[Do this] Copy every line of the listing below without changing anything.

Start Listed entries

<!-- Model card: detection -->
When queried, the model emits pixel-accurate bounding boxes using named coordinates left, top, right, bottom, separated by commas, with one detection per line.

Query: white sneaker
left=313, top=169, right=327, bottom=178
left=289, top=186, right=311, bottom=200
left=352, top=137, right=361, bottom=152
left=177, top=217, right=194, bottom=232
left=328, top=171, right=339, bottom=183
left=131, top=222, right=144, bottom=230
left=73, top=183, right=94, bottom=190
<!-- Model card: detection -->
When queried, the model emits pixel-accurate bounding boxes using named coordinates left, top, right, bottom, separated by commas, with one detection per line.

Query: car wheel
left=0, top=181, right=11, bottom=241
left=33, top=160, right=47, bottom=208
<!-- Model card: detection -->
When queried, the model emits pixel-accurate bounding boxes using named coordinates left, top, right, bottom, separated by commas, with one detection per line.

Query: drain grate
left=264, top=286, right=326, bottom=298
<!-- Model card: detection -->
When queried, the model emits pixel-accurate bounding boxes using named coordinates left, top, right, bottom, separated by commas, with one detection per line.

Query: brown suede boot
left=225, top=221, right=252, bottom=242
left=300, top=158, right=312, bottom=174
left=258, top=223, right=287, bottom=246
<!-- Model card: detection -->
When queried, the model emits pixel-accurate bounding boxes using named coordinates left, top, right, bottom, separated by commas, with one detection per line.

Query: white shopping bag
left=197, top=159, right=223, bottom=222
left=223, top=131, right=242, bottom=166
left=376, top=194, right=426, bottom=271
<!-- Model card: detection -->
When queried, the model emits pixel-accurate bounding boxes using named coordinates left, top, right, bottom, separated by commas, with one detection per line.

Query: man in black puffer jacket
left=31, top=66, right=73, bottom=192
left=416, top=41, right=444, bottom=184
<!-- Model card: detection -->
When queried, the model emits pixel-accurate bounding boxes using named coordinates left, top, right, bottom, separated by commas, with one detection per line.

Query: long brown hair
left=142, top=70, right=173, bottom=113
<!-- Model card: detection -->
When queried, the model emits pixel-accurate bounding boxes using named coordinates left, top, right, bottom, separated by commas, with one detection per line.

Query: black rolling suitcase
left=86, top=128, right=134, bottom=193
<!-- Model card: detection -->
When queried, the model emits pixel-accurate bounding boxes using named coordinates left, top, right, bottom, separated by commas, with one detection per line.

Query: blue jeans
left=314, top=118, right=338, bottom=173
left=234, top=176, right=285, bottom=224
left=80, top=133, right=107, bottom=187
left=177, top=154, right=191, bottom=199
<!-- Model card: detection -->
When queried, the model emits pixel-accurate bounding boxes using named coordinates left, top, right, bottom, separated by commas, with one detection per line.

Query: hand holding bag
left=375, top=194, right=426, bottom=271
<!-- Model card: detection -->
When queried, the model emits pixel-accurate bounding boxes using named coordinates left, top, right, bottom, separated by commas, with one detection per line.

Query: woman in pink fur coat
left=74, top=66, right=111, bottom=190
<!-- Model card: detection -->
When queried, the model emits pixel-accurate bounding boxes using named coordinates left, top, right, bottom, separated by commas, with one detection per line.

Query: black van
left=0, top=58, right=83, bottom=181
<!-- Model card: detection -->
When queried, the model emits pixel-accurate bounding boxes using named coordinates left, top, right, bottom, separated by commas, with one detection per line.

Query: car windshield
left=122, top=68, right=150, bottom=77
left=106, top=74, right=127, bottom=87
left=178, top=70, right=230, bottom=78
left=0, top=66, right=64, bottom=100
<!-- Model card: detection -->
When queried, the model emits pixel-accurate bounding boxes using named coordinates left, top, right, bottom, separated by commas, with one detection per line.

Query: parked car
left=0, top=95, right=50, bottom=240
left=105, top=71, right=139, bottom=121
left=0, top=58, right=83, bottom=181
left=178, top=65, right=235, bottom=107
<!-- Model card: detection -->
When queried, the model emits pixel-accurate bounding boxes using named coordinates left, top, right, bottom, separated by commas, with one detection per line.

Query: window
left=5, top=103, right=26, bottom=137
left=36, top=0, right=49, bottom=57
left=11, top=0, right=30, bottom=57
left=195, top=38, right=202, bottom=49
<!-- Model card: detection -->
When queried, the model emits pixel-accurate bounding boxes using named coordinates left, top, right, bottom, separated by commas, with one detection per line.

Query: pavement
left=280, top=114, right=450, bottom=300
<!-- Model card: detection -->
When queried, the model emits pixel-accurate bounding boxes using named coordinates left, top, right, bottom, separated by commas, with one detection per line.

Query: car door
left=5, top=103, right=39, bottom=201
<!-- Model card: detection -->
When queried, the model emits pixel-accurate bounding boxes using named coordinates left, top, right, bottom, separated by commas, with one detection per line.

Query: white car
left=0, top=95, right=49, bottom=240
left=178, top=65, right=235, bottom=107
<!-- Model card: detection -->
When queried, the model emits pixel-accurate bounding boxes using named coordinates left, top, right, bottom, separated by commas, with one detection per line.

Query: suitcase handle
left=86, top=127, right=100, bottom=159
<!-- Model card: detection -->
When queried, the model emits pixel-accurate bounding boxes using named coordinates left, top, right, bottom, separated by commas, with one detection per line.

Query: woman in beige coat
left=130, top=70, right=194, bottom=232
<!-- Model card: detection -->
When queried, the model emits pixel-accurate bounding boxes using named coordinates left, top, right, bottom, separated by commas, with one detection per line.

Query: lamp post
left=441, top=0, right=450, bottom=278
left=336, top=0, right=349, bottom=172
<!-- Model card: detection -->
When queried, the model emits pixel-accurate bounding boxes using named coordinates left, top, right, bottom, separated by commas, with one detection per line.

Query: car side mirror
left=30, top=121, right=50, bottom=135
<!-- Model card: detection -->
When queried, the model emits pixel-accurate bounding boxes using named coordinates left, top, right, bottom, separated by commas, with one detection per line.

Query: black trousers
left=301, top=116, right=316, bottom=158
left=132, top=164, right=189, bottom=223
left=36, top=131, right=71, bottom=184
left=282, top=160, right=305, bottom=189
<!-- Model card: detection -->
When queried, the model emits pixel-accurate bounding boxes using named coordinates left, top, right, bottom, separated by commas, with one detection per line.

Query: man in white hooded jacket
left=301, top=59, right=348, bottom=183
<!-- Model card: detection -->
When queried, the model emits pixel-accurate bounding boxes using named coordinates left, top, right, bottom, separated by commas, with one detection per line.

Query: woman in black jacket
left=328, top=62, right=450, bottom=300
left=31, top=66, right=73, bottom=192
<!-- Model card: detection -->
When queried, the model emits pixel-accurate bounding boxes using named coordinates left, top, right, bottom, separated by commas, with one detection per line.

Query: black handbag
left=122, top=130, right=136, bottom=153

End Listed entries

[Result]
<!-- Model card: detection -->
When queried, the model emits pixel-accurate bounding boxes using named coordinates left, top, right, bottom, separated by commas, with one detection per line.

Query: white sneaker
left=313, top=169, right=327, bottom=178
left=289, top=186, right=311, bottom=200
left=352, top=137, right=361, bottom=152
left=177, top=217, right=194, bottom=232
left=328, top=171, right=339, bottom=183
left=131, top=222, right=144, bottom=230
left=73, top=183, right=94, bottom=190
<!-- Model card: detection -->
When queried, the model emits pixel-accurate bounding boxes using named coordinates left, top, right, bottom, separated by commas, with one detection per line.

Query: car wheel
left=0, top=181, right=11, bottom=241
left=33, top=160, right=47, bottom=208
<!-- Model card: detection -->
When queried, the model emits pixel-accurate bounding boxes using named coordinates left, top, right, bottom, separated by commas, with one detection per line.

Query: drain grate
left=264, top=286, right=326, bottom=298
<!-- Model card: detection -->
When queried, the model emits pixel-accurate bounding boxes using named coordinates left, top, right, bottom, separated by commas, with one detection per line.

Query: brown suede boot
left=225, top=221, right=252, bottom=242
left=300, top=158, right=312, bottom=174
left=258, top=223, right=287, bottom=246
<!-- Model card: detection -->
When queried, the model emits pixel-accurate bounding boxes using named coordinates left, top, right, bottom, separated by commas, with one detection per line.

Query: white shopping bag
left=197, top=159, right=223, bottom=222
left=223, top=131, right=242, bottom=166
left=376, top=194, right=426, bottom=271
<!-- Model card: detection -->
When queried, the model emits pixel-accurate bounding boxes using named coordinates left, top, right, bottom, separated by commas, with one detection per line.

Query: man in black puffer jacket
left=31, top=66, right=73, bottom=192
left=416, top=41, right=444, bottom=184
<!-- Model card: detection -->
When queried, the model emits pixel-accurate bounding boxes using named coordinates left, top, right, bottom, separated by commas, with one detection per line.

Query: long brown hair
left=142, top=70, right=173, bottom=113
<!-- Model card: detection -->
When queried, the model emits pixel-accurate bounding boxes using named coordinates left, top, right, bottom, separated by commas, with one detection per line.

Query: black rolling suitcase
left=86, top=128, right=134, bottom=193
<!-- Model card: detection -->
When queried, the model emits pixel-accurate bounding boxes using named coordinates left, top, right, bottom, separated by commas, with one detection per line.

Query: blue jeans
left=314, top=118, right=338, bottom=173
left=234, top=176, right=285, bottom=224
left=80, top=133, right=107, bottom=187
left=177, top=154, right=191, bottom=199
<!-- Model card: detection -->
When queried, the model emits pixel-accurate bounding boxes using named coordinates left, top, right, bottom, separated by commas, with one detection per line.

Query: hand holding bag
left=375, top=194, right=426, bottom=271
<!-- Model card: detection -->
When queried, the model emits pixel-accurate bounding boxes using named coordinates left, top, right, bottom, separated by commas, with one detection per line.

Query: woman in pink fur coat
left=74, top=66, right=111, bottom=190
<!-- Model card: detection -->
When queried, the model emits pixel-accurate bounding boxes using named coordinates left, top, right, bottom, separated by commas, with one detection per line.

Query: black van
left=0, top=58, right=83, bottom=181
<!-- Model card: detection -->
When queried, the model emits pixel-accurate bounding boxes using named coordinates left, top, right, bottom, separated by commas, with one detection per line.

Query: car windshield
left=122, top=68, right=150, bottom=77
left=106, top=74, right=127, bottom=87
left=178, top=70, right=230, bottom=78
left=0, top=66, right=64, bottom=100
<!-- Model card: detection -->
When queried, the model emits pixel-accurate bounding boxes using named coordinates left, top, right, bottom, separated by commas, with one detection per line.

Query: parked car
left=0, top=95, right=50, bottom=240
left=105, top=71, right=139, bottom=121
left=0, top=58, right=83, bottom=181
left=178, top=65, right=235, bottom=107
<!-- Model card: detection -->
When queried, the model emits pixel-accurate bounding boxes using named coordinates left, top, right, bottom, separated by commas, with one detection per line.

Query: window
left=5, top=103, right=26, bottom=137
left=36, top=0, right=49, bottom=57
left=11, top=0, right=30, bottom=57
left=195, top=38, right=202, bottom=49
<!-- Model card: detection -->
When queried, the model emits pixel-accurate bounding boxes using named coordinates left, top, right, bottom, separated by commas, with one detection per line.

Query: pavement
left=280, top=114, right=450, bottom=300
<!-- Model card: detection -->
When queried, the model emits pixel-accurate bounding boxes using named coordinates left, top, right, bottom, separated by commas, with one detection per line.

Query: car door
left=5, top=103, right=39, bottom=201
<!-- Model card: detection -->
When queried, the model emits pixel-accurate bounding boxes using named coordinates left, top, right, bottom, separated by commas, with one detection per line.

Query: white car
left=0, top=95, right=49, bottom=240
left=178, top=65, right=235, bottom=107
<!-- Model card: detection -->
When queried, the model emits pixel-accurate bounding boxes using named coordinates left, top, right, bottom, separated by commas, with one detection per line.

Query: suitcase handle
left=86, top=127, right=100, bottom=159
<!-- Model card: detection -->
When queried, the model emits pixel-accurate bounding boxes using named coordinates left, top, right, bottom, separated by commas, with one detection per line.

Query: woman in beige coat
left=130, top=70, right=194, bottom=232
<!-- Model card: detection -->
When queried, the model emits pixel-accurate bounding boxes using named coordinates left, top, right, bottom, separated by commas, with one detection per line.

Query: lamp post
left=441, top=0, right=450, bottom=278
left=336, top=0, right=349, bottom=172
<!-- Model card: detection -->
When queried, the model emits pixel-accurate bounding boxes using named coordinates left, top, right, bottom, separated by commas, with one detection per line.

Query: car side mirror
left=30, top=121, right=50, bottom=135
<!-- Model card: detection -->
When queried, the model emits pixel-accurate bounding boxes using named coordinates left, top, right, bottom, separated by commas, with one detection per line.

Query: black trousers
left=301, top=116, right=316, bottom=158
left=132, top=164, right=189, bottom=223
left=36, top=131, right=71, bottom=184
left=282, top=160, right=305, bottom=189
<!-- Model card: detection -->
When queried, the model emits pixel-accurate bounding boxes using named coordinates left, top, right, bottom, separated by commas, with one detection per line.

Query: man in white hooded jacket
left=301, top=59, right=348, bottom=183
<!-- Model card: detection -->
When queried, the model emits pixel-accurate bounding boxes using named coordinates left, top, right, bottom, separated by commas, with one detection per line.

Query: woman in black jacket
left=328, top=62, right=450, bottom=300
left=31, top=66, right=73, bottom=192
<!-- Model card: detection -->
When queried, the model emits pixel-accurate bounding boxes using named coordinates left, top, right, bottom, separated by commas, with one detection per line.

Query: black handbag
left=122, top=130, right=136, bottom=153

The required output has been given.